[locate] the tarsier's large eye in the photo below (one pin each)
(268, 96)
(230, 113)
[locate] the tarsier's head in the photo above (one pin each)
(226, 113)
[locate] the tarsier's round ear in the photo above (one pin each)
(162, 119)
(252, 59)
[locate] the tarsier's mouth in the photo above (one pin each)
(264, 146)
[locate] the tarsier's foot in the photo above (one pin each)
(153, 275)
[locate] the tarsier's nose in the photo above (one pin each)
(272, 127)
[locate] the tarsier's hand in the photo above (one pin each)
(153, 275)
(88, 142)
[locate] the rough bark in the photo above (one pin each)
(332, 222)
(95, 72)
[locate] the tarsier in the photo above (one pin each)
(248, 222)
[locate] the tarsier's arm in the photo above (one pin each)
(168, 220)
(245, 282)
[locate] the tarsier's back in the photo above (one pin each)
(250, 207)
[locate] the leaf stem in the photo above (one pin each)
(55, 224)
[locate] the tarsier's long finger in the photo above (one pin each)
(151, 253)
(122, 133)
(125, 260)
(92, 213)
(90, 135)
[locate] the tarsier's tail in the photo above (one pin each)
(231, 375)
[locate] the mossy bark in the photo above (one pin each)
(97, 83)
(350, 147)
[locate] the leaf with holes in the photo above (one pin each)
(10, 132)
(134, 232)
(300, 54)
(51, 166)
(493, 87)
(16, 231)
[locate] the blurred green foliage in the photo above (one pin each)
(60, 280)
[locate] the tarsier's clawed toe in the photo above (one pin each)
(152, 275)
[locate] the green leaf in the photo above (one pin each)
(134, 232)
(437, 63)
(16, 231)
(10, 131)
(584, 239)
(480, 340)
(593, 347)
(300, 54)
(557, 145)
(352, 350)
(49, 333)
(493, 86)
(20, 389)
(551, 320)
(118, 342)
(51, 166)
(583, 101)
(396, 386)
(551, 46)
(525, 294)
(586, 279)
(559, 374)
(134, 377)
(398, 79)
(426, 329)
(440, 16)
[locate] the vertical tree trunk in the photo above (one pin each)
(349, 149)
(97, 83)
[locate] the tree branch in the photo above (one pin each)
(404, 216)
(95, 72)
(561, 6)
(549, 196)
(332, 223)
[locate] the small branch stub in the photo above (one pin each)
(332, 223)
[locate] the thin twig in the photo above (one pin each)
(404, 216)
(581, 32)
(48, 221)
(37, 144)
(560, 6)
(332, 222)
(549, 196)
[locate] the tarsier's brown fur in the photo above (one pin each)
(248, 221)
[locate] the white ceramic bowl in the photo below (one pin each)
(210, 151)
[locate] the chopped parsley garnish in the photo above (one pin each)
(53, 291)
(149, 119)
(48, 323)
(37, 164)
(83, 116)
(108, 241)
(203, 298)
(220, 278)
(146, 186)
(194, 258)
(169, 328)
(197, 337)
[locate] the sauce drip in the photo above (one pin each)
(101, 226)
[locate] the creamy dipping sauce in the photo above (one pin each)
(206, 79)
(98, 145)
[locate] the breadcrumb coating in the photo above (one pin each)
----
**What you will do:** Repeat all of the records above exactly as they appear.

**Completed exercise:**
[locate] the tarsier's large eye in the photo below (one pin each)
(268, 96)
(230, 113)
[locate] the tarsier's head in the photo above (one pin each)
(226, 113)
[locate] the tarsier's round ear in the photo above (one pin each)
(162, 119)
(252, 59)
[locate] the tarsier's mouth in the photo above (one pin each)
(264, 146)
[locate] the tarsier's foot in the photo above (one pin each)
(153, 275)
[locate] the tarsier's nose in the photo above (one pin each)
(272, 127)
[locate] the tarsier's hand in the photo above (one pin each)
(153, 275)
(88, 142)
[locate] the rough bark in the photo above (one pin each)
(332, 222)
(95, 72)
[locate] the tarsier in the photo above (one pin each)
(248, 222)
[locate] the tarsier's arm in the photo above (one pin each)
(168, 220)
(245, 282)
[locate] the tarsier's back in the photo above (one pin each)
(250, 207)
[locate] the leaf stem in the photo above (one pin each)
(55, 224)
[locate] the tarsier's long finger in the photo above (one pin each)
(151, 253)
(122, 133)
(125, 260)
(92, 213)
(90, 135)
[locate] the tarsier's tail in the photo above (one pin each)
(231, 375)
[locate] the mossy bark in the photo above (one pin each)
(97, 83)
(350, 147)
[locate] the leaf with holes in the photo above (one pin each)
(10, 132)
(134, 232)
(300, 54)
(51, 166)
(493, 87)
(16, 231)
[locate] the blurred green foliage in the photo above (one pin each)
(60, 280)
[locate] the tarsier's clawed toe in the photo above (one pin each)
(152, 275)
[locate] the green leaf in the photo above (one pin each)
(134, 232)
(437, 63)
(16, 231)
(10, 131)
(584, 239)
(480, 340)
(593, 347)
(300, 54)
(557, 145)
(352, 350)
(49, 333)
(493, 86)
(20, 389)
(551, 320)
(118, 342)
(51, 166)
(583, 101)
(396, 386)
(551, 46)
(525, 294)
(586, 279)
(559, 374)
(134, 377)
(398, 79)
(426, 329)
(440, 16)
[locate] the vertical tree trunk in the photo above (one pin each)
(349, 149)
(97, 83)
[locate] the tree branch in the photo above (one pin each)
(404, 216)
(95, 72)
(561, 6)
(549, 196)
(332, 223)
[locate] the small branch stub in the photo above (one pin each)
(332, 223)
[locate] the thin twig in the photo above (one pin each)
(404, 216)
(581, 32)
(48, 221)
(37, 144)
(560, 6)
(332, 222)
(549, 196)
[locate] the tarsier's brown fur in the photo above (one pin each)
(248, 221)
[locate] the white ceramic bowl in the photo below (one pin each)
(210, 151)
[locate] the chopped parsley garnish in the photo above (one pin each)
(53, 291)
(149, 119)
(48, 323)
(37, 164)
(83, 116)
(108, 241)
(203, 298)
(220, 278)
(146, 186)
(194, 258)
(169, 328)
(197, 337)
[locate] the sauce drip in the photo above (one pin each)
(101, 226)
[locate] the creamy dipping sauce in the photo above (one pin each)
(206, 79)
(98, 145)
[locate] the breadcrumb coating in the photo above (one pin each)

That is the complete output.